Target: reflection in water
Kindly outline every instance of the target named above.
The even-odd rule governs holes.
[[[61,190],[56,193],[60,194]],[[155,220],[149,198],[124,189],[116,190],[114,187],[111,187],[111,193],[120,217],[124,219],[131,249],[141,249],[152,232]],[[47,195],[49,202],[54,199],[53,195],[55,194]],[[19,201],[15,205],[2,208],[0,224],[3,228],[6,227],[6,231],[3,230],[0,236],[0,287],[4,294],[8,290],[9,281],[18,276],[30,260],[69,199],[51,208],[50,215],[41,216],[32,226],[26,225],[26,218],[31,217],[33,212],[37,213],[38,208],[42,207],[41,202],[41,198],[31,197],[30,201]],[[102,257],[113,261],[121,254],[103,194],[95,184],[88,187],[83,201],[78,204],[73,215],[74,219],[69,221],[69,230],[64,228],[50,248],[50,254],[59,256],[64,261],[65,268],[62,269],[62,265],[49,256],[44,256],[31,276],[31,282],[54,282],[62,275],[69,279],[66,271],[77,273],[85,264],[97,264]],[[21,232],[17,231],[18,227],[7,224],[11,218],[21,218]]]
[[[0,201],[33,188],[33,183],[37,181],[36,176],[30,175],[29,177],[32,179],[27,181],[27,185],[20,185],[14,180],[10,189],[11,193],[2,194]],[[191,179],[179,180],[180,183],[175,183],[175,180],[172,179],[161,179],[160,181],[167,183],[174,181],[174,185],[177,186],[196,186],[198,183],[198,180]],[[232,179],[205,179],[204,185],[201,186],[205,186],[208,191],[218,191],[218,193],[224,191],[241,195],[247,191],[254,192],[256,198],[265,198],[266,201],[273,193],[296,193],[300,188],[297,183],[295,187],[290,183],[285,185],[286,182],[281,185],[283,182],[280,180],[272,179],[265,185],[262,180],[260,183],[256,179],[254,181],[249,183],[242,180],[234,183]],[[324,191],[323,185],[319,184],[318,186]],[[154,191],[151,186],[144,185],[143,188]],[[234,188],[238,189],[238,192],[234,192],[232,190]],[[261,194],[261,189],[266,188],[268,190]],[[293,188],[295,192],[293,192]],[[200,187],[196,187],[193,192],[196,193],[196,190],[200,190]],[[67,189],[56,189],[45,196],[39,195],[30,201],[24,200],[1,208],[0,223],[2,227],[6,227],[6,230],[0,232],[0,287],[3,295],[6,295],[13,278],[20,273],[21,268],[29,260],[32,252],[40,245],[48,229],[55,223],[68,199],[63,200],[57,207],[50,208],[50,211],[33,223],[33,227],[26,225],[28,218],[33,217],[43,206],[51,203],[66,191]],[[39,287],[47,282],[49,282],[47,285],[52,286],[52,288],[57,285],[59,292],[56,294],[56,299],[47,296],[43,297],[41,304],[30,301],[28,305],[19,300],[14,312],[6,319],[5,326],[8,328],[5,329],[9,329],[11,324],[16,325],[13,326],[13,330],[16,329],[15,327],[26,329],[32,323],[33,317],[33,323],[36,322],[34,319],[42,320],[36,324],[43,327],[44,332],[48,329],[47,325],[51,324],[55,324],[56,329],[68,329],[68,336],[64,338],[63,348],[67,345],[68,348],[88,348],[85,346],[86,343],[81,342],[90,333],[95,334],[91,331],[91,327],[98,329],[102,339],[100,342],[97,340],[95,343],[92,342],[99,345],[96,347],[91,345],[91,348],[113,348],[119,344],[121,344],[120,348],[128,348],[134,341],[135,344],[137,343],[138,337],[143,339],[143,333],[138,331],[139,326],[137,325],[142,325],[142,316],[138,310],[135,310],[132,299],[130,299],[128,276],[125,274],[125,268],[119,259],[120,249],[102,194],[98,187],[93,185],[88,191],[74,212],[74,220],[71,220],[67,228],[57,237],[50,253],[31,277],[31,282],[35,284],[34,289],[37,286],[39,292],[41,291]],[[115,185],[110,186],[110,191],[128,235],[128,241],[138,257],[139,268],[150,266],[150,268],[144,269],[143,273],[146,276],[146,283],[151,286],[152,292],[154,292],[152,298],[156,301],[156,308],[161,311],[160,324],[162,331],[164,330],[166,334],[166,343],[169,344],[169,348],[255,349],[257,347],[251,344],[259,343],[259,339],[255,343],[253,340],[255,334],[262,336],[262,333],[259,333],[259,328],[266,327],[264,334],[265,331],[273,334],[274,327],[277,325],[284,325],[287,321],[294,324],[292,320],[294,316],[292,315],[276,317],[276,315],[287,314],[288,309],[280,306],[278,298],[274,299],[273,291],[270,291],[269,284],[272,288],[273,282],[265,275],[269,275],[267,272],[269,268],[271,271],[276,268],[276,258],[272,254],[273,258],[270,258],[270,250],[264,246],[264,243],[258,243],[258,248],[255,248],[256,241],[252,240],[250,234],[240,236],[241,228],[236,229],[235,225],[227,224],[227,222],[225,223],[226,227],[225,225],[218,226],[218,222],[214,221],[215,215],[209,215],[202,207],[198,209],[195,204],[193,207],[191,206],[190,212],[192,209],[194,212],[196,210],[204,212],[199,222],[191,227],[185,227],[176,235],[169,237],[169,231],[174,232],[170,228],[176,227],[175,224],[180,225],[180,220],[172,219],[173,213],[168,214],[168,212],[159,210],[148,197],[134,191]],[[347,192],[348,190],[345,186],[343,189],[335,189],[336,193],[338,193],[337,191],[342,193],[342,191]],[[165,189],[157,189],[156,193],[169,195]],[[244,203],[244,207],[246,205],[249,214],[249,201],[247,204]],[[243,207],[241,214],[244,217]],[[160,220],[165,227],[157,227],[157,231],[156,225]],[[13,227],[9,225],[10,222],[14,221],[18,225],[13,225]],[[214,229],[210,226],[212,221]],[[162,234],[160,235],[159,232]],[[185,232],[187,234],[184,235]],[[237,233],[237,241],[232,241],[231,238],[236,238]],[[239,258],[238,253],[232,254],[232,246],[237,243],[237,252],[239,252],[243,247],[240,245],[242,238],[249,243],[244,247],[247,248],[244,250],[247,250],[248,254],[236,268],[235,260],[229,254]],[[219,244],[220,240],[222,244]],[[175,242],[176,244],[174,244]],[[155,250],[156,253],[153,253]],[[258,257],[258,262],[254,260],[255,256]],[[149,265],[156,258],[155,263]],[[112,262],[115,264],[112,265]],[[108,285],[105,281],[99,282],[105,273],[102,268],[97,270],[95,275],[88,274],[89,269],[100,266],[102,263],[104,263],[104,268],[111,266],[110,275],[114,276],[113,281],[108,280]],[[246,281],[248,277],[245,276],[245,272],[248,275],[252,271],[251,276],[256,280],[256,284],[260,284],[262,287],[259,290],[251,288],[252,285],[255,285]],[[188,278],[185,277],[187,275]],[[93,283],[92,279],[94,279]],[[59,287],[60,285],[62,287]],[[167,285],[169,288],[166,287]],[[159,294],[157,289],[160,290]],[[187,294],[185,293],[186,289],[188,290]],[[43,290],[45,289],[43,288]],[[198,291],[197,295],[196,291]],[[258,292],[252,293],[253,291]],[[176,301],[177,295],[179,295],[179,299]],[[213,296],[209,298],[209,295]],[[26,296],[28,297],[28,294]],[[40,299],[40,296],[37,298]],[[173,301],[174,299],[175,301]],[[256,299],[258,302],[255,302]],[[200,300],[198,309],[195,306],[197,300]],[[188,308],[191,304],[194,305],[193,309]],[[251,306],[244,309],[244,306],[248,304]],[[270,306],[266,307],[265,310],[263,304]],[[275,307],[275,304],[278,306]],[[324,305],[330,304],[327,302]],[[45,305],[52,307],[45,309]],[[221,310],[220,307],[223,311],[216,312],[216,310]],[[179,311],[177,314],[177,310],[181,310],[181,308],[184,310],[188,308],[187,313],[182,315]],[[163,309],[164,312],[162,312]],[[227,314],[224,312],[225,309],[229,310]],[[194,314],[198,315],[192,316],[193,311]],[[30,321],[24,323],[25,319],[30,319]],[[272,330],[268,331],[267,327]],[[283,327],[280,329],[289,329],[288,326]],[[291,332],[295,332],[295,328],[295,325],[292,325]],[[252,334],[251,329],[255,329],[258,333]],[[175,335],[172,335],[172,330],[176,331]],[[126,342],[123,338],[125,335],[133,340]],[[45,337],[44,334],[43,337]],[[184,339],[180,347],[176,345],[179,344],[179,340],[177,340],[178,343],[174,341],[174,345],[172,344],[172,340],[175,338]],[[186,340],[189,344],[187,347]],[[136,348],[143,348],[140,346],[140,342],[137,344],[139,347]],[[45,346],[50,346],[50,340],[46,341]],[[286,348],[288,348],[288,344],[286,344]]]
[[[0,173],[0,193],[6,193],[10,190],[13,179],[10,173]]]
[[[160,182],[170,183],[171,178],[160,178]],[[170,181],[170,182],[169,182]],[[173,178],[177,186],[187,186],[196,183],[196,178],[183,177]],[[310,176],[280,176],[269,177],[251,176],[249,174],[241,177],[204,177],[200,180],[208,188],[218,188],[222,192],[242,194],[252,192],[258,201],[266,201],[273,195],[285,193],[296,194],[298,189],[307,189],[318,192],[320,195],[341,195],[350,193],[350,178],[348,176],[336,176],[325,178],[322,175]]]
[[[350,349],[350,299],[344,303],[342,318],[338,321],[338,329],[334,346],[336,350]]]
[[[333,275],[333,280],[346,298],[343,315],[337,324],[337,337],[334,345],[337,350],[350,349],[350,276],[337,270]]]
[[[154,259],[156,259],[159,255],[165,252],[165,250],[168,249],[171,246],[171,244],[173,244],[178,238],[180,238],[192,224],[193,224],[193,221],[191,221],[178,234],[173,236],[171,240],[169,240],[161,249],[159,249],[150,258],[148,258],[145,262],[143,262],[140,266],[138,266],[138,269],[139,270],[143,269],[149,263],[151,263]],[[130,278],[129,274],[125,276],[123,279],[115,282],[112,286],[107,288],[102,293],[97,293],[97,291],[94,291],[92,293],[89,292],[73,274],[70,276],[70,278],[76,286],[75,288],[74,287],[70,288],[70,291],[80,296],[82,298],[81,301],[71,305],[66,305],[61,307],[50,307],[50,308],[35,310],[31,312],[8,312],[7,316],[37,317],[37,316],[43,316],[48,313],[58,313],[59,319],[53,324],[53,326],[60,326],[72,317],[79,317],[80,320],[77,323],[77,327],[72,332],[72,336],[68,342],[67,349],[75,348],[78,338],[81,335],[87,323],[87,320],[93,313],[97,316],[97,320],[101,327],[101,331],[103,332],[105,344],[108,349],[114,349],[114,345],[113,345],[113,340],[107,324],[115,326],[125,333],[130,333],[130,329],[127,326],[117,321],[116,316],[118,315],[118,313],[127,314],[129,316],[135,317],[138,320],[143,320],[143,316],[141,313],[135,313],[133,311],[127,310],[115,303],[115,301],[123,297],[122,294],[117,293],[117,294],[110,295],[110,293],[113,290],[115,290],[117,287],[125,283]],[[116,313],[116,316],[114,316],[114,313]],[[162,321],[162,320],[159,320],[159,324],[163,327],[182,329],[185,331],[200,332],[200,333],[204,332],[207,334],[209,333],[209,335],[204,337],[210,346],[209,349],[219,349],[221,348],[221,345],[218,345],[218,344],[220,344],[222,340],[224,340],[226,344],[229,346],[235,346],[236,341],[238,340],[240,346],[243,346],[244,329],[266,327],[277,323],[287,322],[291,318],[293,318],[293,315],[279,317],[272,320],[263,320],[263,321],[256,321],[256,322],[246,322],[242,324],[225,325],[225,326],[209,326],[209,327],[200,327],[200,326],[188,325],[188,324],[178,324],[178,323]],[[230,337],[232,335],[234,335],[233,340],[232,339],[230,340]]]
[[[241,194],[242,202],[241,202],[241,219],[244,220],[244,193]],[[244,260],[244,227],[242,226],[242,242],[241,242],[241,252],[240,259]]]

------------------------------------------------

Try it: Everything from the first line of the material through the line containing "Kindly outline every" is to be printed exactly; lines after that are to be left out.

Answer section:
Target: reflection in water
Kindly outline every instance of the target named above.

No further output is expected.